*ZIEL DER ÜBUNG:*
Skaliere die folgenden Einträge: Gib alle Zeilen samt den Aufforderungen erneut wieder, multipliziere dabei jede Pixelkoordinate in den Antworten mit 0,45 und runde auf ganze Zahlen (bei ,5 aufrunden). Lass die Bilder in deiner Antwort weg.
---------------
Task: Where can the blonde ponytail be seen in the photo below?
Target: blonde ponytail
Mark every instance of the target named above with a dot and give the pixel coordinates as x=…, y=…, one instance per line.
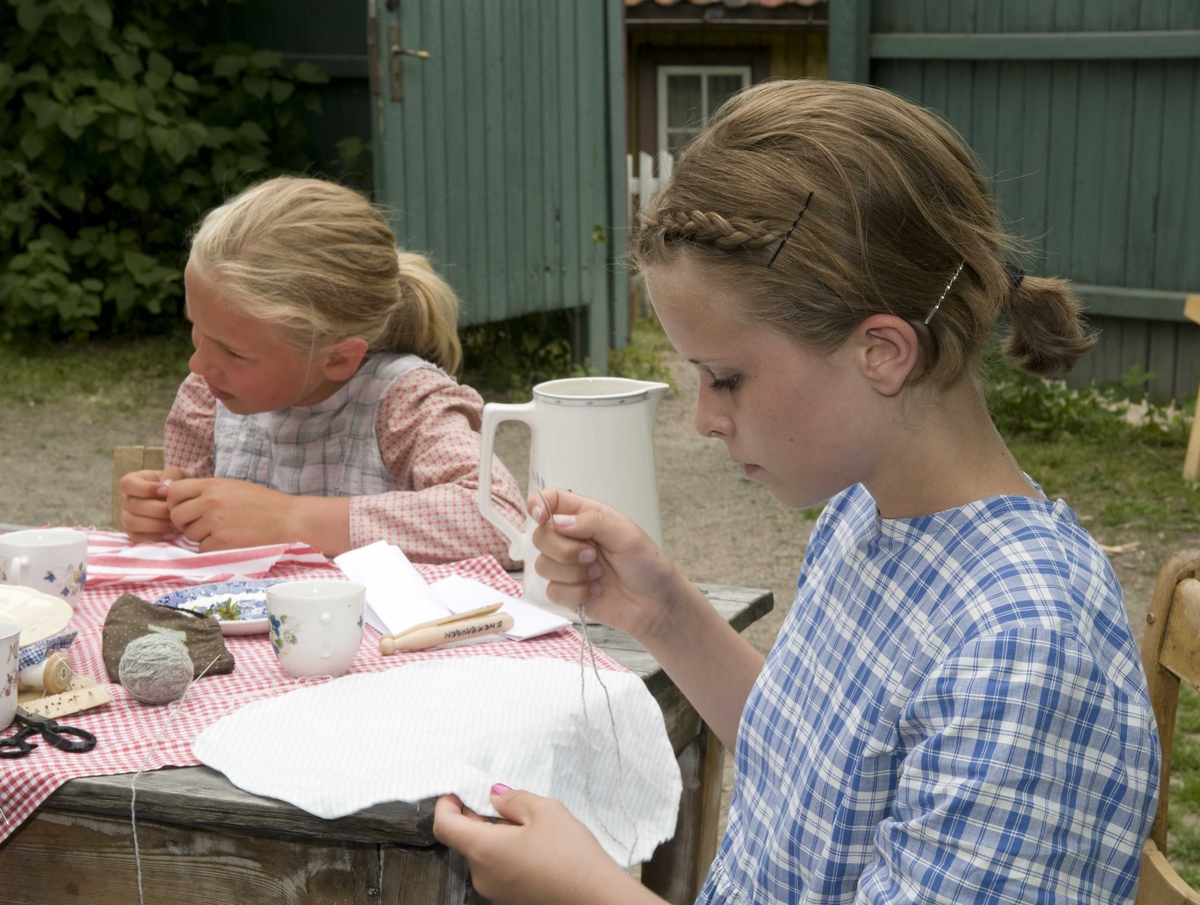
x=1045, y=334
x=321, y=261
x=424, y=318
x=901, y=221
---------------
*ERGEBNIS DER AUFGABE:*
Task: Where can the blonde ponytail be seen in the photo below?
Target: blonde ponytail
Mark every instance of the target named above with a dot and give the pixel coordinates as x=…, y=…, one instance per line.
x=470, y=150
x=144, y=117
x=191, y=143
x=405, y=99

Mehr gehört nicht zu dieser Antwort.